Work instructions: Transcribe without any changes everything from the line containing "Q. Locate the glass" down through the end of the records.

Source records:
§ §

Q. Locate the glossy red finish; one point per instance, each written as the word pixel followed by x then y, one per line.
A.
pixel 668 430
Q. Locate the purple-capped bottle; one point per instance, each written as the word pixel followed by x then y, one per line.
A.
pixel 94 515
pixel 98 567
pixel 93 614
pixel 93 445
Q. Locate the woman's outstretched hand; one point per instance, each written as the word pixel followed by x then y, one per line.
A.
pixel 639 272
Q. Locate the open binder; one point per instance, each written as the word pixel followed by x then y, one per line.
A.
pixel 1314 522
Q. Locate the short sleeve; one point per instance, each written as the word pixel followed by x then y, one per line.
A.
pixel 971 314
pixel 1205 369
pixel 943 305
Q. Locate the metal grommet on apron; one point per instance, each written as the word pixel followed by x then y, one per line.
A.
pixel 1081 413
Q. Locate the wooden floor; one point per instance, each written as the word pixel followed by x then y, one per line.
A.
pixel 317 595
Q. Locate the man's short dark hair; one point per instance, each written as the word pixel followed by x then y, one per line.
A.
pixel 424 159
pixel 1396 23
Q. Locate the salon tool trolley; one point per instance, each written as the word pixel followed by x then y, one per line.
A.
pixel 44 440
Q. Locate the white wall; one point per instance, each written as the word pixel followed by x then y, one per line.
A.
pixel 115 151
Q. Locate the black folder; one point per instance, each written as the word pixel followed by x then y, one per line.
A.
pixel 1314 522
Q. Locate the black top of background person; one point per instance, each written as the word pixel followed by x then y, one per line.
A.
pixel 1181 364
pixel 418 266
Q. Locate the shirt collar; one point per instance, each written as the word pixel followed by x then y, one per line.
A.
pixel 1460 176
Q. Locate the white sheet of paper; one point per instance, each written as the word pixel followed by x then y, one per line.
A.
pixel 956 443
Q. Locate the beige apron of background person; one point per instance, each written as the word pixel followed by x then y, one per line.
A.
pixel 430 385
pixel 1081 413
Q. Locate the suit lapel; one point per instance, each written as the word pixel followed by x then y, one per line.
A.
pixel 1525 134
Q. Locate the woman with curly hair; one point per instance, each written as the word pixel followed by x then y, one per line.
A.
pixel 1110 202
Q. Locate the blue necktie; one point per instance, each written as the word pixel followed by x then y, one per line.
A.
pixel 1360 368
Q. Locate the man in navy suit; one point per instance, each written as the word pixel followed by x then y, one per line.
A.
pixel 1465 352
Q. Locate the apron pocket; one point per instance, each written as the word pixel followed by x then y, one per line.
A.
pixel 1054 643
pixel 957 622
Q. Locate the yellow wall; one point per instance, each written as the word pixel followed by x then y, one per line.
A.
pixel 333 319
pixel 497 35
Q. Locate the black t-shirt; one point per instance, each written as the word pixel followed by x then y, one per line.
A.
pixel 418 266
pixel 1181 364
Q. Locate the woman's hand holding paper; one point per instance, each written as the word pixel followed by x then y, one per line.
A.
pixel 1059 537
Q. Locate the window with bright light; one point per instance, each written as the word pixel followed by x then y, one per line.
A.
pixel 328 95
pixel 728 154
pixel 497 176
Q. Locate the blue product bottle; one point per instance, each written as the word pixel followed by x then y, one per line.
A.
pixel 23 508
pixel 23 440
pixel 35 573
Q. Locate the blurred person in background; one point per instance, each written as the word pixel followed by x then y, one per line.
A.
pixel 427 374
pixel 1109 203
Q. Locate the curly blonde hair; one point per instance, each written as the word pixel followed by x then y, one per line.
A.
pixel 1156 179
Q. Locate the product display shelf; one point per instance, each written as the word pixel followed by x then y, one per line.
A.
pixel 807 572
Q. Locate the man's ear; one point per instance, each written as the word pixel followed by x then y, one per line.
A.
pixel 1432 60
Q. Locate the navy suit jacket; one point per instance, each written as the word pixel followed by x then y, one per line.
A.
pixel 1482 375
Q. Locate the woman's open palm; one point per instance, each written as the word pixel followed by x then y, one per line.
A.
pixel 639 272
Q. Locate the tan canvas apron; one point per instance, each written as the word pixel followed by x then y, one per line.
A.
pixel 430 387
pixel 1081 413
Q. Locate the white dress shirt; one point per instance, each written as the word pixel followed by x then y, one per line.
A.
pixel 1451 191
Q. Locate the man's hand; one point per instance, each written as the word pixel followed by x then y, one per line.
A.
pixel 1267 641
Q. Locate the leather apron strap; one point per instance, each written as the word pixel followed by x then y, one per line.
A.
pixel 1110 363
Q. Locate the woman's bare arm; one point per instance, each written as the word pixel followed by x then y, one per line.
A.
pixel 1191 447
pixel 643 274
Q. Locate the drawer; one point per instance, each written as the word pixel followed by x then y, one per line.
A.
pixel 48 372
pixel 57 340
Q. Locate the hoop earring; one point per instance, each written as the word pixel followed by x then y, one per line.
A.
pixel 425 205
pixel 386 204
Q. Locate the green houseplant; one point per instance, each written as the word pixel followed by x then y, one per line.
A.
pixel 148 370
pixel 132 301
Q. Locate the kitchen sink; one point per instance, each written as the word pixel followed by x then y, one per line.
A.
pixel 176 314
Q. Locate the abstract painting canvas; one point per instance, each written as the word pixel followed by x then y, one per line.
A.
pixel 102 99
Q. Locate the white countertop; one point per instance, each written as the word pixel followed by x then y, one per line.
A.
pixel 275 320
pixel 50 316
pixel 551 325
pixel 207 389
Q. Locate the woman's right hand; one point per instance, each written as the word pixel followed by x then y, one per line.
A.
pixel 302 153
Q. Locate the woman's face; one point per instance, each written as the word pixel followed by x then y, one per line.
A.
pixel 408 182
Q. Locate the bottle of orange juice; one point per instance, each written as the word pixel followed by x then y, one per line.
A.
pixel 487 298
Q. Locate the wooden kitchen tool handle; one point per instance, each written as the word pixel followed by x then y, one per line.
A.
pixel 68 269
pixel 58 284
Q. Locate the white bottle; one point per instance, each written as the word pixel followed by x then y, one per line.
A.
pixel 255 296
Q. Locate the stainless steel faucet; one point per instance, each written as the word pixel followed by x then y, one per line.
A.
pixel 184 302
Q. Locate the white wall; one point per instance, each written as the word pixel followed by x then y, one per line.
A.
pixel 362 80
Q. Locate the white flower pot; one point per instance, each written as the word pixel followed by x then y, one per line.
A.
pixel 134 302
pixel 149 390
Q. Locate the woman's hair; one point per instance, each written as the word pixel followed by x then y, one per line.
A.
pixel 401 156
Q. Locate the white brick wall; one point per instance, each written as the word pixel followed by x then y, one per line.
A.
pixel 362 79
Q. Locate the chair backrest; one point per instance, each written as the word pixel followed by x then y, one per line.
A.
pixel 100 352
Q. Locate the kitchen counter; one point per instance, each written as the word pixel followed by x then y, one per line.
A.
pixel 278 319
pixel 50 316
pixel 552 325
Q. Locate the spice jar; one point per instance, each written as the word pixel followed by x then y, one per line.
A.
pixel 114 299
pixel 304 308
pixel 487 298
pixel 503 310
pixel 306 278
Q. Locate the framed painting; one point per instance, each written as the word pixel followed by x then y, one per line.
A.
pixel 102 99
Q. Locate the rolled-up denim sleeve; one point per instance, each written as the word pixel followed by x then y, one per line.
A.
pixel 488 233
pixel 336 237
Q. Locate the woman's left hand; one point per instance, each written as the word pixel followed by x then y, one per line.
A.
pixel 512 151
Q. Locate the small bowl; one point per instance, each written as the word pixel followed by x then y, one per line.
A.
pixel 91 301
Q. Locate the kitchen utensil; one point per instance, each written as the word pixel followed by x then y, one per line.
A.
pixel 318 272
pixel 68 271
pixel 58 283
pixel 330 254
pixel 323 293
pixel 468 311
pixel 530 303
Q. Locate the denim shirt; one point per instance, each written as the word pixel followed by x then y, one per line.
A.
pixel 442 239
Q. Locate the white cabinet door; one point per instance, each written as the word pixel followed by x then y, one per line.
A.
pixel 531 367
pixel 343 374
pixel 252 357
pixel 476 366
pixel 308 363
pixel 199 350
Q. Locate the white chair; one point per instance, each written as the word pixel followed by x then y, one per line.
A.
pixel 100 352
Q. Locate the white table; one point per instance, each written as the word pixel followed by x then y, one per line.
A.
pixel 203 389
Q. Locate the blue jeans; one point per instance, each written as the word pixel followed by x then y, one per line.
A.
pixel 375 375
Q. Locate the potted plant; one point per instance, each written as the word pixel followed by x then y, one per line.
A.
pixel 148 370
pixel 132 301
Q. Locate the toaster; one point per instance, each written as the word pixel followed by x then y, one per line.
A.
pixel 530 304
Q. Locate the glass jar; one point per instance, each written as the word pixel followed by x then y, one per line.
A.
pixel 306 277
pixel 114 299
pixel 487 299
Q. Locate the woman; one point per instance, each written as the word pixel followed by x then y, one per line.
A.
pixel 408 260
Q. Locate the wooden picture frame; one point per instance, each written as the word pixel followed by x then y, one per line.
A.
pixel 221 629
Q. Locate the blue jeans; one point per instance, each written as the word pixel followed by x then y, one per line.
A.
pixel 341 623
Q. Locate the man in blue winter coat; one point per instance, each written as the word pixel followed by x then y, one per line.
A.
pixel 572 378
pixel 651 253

§ §

Task output:
Q. Locate the glass jar; one point per instance, each written as the word pixel followed by x then y, one per line.
A.
pixel 306 277
pixel 114 299
pixel 487 299
Q. Locate the woman; one point per instance, each written as the word pixel followed by x then y, one per line.
A.
pixel 408 260
Q. Locate the wooden picture frame; one point per instance, each written as the word pixel followed by x then y, one per line.
A.
pixel 221 629
Q. Locate the blue jeans; one point per instance, each written as the word pixel followed by x then y, one per line.
A.
pixel 341 623
Q. Locate the man in blue winter coat; one point per instance, each written as the word pixel followed by x then y, one per line.
A.
pixel 572 378
pixel 651 253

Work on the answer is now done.